Task instructions → Transcribe the passage in the news report below on the Iranian sailors in Sri Lanka, starting with "COLOMBO: Sri Lanka" and going on through "the same district.".

Text for analysis →
[Start of Attachment]

COLOMBO: Sri Lanka discharged from hospital 22 Iranian sailors who were plucked from life rafts after their warship was sunk by a US submarine, officials said Sunday.
The sailors were treated at Karapitiya Hospital in the southern port city of Galle since Wednesday after the IRIS Dena was torpedoed just outside Sri Lanka’s territorial waters.
“Another 10 are still undergoing treatment,” a medical officer at the hospital told AFP.
He said the bodies of 84 Iranians retrieved from the Indian Ocean were also at the hospital.
Those discharged from hospital overnight had been taken to a beach resort in the same district.
Sri Lankan authorities said the survivors from the Dena were being handled according to international humanitarian law, and the government had contacted the International Committee of the Red Cross for assistance.
The island is also providing safe haven for another 219 Iranian sailors from a second ship, the IRIS Bushehr, that was allowed to berth a day after the Dena was sunk.
Sailors from the Bushehr have been moved to a Sri Lanka Navy camp at Welisara, just north of the capital Colombo, and their ship taken over by Sri Lanka’s navy.
Sri Lanka announced it was taking the Bushehr to the north-eastern port of Trincomalee, but an engine failure and other technical and administrative issues had delayed the movement, a navy spokesman said.
Sri Lanka has denied claims that it was under pressure from Washington not to allow the Iranians to return home, and said Colombo will be guided solely by international law and its own domestic legislation.
A US State Department spokesperson said the disposition of the Bushehr crew and Iranian sailors rescued at sea was up to Sri Lanka.
“The United States, of course, respects and recognizes Sri Lanka’s sovereignty in the handling of this situation,” the spokesperson told AFP in Washington.
India, meanwhile, said Saturday that it had allowed a third Iranian warship, the IRIS Lavan, to dock in one of its ports on “humane” grounds after it too reported engine problems.
The three ships were part of a multi-national fleet review held by India before the war in the Middle East started last week.
“I think it was the humane thing to do, and I think we were guided by that principle,” Indian Foreign Minister Subrahmanyam Jaishankar said on Saturday.
The Lavan docked in the south-west Indian port of Kochi on Wednesday.
“A lot of the people on board were young cadets. They have disembarked and are in a nearby facility,” Jaishankar said.

[End of Attachment]

Supplied records →
[Start of Attachment]

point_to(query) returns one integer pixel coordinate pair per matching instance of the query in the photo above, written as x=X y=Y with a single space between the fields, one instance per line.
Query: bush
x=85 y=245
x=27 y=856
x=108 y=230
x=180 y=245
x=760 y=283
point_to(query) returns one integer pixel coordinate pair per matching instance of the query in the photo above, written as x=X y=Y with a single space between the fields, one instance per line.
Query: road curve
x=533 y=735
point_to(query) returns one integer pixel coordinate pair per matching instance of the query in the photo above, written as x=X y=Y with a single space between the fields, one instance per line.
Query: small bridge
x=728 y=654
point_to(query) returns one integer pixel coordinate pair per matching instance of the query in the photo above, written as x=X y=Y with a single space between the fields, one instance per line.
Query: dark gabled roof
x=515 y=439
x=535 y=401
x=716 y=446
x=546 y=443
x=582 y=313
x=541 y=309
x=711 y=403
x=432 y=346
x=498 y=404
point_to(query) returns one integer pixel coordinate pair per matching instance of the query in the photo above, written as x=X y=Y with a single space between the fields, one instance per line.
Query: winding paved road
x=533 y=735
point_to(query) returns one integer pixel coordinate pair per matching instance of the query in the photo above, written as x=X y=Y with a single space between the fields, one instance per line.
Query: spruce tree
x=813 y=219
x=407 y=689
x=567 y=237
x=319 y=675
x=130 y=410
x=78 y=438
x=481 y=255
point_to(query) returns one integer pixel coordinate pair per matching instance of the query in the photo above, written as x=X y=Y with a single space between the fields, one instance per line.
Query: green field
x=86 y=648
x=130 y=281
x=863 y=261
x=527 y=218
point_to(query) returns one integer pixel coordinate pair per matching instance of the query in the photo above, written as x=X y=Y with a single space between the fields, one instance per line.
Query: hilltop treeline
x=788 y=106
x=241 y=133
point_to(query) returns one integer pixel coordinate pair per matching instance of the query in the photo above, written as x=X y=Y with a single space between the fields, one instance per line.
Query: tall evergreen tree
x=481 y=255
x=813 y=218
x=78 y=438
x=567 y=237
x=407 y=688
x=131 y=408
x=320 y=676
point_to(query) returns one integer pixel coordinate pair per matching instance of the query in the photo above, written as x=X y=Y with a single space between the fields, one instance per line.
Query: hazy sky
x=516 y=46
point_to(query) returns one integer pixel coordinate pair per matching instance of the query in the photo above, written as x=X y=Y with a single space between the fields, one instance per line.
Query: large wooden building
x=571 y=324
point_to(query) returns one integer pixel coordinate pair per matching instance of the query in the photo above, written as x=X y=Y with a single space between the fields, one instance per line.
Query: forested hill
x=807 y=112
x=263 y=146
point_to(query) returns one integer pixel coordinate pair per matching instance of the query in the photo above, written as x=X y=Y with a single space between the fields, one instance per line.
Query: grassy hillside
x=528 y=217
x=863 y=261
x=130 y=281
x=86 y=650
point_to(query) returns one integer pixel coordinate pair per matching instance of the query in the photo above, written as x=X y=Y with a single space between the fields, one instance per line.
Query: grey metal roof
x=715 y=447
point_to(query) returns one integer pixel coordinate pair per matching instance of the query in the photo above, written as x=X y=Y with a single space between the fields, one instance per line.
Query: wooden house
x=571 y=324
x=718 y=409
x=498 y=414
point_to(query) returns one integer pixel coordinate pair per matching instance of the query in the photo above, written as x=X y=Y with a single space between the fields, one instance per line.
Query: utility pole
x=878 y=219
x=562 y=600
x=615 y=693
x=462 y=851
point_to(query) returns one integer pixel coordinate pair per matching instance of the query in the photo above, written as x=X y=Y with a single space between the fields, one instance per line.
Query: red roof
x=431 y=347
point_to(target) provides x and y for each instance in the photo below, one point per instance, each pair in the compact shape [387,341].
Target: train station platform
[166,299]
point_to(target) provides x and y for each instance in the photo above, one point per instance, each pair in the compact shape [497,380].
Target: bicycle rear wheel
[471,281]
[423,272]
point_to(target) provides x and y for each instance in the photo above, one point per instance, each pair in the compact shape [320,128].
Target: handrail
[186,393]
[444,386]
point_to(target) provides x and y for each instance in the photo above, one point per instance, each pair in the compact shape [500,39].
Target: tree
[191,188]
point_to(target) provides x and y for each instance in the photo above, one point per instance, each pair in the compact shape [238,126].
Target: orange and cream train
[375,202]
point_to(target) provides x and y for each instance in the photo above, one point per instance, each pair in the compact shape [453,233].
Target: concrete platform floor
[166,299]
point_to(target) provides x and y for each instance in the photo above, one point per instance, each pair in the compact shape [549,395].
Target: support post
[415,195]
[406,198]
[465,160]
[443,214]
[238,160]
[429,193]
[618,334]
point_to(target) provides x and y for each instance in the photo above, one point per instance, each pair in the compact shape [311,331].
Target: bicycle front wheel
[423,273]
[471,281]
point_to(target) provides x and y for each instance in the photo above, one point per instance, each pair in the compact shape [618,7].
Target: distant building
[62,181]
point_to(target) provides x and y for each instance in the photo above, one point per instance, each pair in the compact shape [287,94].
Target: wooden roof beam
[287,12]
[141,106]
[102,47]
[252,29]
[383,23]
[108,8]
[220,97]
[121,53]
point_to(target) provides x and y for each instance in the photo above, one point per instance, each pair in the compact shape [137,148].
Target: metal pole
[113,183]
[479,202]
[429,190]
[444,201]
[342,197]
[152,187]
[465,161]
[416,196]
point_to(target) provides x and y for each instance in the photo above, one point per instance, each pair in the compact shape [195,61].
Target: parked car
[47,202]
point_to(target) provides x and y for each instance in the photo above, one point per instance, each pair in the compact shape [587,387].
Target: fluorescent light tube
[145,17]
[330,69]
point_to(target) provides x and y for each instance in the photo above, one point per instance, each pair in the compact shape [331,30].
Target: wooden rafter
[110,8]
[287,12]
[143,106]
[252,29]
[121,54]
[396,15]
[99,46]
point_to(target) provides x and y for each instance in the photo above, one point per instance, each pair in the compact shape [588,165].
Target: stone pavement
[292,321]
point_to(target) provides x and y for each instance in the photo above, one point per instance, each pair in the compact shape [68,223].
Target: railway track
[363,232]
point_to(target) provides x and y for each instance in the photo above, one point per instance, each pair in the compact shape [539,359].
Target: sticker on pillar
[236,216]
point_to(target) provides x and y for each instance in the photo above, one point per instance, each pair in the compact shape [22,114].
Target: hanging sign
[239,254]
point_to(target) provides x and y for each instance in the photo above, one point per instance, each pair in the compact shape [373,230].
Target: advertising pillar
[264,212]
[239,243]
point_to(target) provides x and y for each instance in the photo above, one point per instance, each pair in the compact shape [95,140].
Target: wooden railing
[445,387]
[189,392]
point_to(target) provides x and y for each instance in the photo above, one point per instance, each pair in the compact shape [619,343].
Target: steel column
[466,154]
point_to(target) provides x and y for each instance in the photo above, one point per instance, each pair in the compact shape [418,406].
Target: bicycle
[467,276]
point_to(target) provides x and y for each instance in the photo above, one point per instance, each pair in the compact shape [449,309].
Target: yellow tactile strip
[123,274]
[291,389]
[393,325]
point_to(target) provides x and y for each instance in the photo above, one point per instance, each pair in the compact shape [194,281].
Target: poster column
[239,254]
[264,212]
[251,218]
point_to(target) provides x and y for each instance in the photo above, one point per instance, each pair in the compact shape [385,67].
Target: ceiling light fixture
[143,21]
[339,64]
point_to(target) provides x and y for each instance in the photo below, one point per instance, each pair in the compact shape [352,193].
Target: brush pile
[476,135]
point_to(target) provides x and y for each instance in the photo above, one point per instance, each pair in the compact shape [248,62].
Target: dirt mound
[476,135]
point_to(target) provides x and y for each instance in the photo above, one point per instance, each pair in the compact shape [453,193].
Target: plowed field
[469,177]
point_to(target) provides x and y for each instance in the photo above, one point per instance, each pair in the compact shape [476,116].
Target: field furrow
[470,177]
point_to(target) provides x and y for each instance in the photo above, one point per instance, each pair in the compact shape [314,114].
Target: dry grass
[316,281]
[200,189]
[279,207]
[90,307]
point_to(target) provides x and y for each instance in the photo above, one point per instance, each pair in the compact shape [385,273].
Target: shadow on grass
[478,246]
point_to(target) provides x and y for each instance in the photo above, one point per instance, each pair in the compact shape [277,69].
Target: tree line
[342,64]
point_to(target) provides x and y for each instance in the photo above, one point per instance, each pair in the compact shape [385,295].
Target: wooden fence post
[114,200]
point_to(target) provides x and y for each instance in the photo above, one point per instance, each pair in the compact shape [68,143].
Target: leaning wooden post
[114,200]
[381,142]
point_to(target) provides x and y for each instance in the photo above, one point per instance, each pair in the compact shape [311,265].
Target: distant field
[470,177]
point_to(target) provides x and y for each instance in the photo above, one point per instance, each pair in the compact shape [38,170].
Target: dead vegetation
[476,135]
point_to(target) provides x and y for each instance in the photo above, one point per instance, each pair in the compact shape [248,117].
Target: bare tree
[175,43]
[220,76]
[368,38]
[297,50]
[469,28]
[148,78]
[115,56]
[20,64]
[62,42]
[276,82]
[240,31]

[End of Attachment]
[Start of Attachment]

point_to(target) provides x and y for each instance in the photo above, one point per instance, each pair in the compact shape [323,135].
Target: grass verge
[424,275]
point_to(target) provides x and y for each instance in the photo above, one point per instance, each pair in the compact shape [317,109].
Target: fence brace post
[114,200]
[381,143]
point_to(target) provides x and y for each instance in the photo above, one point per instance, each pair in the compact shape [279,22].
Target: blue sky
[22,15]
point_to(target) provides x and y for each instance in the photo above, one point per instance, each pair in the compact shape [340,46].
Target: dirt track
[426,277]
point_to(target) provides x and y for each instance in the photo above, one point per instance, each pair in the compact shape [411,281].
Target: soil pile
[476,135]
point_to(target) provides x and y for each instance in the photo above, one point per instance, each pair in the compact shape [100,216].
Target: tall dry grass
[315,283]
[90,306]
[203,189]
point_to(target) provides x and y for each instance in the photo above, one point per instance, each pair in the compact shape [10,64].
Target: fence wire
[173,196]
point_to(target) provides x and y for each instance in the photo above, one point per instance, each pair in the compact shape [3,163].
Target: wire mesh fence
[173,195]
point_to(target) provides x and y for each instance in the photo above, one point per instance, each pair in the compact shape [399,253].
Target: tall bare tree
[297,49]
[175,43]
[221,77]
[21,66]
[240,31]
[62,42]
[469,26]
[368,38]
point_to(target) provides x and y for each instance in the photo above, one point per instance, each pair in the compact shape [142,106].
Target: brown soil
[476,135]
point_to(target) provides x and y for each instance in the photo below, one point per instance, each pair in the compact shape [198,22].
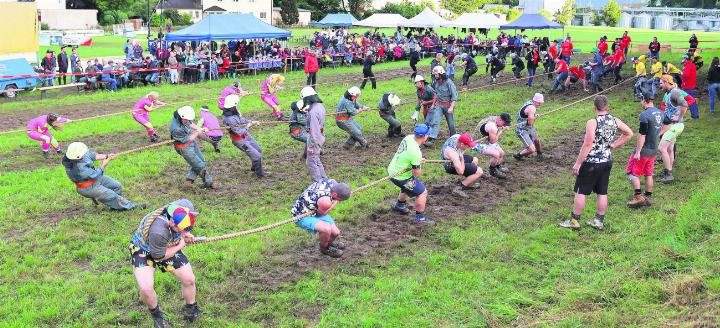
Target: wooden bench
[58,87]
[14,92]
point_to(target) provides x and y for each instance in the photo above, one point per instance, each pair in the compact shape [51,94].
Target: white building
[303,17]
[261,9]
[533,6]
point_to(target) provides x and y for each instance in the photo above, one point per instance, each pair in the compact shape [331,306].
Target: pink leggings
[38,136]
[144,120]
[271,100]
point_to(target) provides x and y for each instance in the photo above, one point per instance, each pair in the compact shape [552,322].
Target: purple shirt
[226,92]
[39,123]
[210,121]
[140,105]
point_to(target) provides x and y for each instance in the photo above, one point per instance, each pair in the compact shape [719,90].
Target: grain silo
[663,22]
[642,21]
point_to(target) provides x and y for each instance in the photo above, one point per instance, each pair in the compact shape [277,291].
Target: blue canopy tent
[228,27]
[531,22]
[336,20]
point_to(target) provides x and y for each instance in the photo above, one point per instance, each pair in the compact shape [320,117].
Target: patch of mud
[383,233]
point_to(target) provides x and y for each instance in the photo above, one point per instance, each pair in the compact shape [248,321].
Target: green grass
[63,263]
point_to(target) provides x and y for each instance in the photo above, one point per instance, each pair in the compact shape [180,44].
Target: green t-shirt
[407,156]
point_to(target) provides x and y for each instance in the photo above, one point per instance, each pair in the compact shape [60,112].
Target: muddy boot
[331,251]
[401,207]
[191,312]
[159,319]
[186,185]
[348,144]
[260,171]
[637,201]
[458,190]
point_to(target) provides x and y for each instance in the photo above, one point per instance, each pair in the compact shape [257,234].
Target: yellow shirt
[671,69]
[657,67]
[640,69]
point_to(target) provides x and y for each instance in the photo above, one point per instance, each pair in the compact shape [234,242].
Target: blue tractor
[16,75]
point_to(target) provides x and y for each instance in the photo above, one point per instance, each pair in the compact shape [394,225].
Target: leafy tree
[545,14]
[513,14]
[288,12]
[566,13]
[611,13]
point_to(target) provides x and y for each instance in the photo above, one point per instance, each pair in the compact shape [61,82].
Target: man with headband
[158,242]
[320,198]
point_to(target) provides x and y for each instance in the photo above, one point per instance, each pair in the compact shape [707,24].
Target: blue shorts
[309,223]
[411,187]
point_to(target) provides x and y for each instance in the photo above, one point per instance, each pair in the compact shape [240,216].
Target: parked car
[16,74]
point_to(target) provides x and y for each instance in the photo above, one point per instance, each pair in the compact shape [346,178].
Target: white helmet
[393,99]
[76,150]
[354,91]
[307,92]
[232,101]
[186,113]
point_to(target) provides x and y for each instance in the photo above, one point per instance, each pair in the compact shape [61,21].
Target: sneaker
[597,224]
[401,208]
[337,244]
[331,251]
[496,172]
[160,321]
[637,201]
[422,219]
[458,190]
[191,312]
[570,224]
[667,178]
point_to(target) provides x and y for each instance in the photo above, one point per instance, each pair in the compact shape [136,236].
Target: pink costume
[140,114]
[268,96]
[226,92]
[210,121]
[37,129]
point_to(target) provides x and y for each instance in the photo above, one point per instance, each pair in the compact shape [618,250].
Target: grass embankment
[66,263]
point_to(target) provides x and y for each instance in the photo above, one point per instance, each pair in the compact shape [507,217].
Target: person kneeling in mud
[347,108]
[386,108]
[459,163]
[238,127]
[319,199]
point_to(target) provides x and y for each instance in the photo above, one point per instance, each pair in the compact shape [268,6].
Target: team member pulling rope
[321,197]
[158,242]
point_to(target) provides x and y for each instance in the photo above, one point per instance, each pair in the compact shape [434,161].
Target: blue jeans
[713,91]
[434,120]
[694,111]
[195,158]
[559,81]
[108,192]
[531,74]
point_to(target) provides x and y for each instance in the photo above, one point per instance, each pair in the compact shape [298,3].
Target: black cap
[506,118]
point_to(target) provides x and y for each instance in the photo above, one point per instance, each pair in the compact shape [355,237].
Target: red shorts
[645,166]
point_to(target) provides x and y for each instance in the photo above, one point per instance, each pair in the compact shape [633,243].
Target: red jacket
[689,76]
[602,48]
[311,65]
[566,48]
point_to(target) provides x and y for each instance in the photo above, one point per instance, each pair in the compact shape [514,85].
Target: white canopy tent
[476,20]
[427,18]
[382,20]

[End of Attachment]
[Start of Attachment]

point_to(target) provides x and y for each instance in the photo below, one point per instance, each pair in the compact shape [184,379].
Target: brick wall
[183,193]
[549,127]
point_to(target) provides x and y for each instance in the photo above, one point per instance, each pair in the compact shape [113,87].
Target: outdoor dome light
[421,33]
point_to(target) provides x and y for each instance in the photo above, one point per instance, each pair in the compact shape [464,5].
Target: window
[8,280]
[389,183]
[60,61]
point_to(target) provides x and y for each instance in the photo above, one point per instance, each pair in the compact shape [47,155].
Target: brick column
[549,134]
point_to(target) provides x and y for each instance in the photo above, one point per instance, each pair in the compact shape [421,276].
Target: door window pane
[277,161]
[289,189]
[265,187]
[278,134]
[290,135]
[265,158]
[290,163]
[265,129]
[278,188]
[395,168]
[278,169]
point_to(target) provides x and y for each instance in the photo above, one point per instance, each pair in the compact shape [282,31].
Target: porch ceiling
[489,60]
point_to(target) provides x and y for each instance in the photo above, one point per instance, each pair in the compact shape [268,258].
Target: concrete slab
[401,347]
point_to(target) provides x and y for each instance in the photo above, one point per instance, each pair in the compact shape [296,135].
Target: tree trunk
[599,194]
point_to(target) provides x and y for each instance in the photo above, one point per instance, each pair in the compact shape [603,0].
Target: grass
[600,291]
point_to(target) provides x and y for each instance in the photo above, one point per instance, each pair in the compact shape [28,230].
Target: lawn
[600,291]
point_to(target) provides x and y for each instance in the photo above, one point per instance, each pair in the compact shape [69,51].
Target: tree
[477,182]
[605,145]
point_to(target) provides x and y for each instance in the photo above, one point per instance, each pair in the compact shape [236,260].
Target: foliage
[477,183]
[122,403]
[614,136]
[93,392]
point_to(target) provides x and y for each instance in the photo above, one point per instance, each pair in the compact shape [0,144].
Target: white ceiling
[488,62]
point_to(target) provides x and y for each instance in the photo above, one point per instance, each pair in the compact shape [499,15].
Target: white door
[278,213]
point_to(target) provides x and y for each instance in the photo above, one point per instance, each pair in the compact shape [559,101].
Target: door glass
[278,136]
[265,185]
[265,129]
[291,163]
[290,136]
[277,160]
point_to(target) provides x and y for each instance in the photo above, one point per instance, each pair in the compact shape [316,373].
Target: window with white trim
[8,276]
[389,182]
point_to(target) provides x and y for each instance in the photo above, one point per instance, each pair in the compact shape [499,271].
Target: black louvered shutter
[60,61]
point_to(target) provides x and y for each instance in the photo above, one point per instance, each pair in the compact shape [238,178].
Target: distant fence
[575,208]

[End of Attachment]

Solution to this problem →
COLOMBO: Sri Lanka discharged from hospital 22 Iranian sailors who were plucked from life rafts after their warship was sunk by a US submarine, officials said Sunday.
The sailors were treated at Karapitiya Hospital in the southern port city of Galle since Wednesday after the IRIS Dena was torpedoed just outside Sri Lanka’s territorial waters.
“Another 10 are still undergoing treatment,” a medical officer at the hospital told AFP.
He said the bodies of 84 Iranians retrieved from the Indian Ocean were also at the hospital.
Those discharged from hospital overnight had been taken to a beach resort in the same district.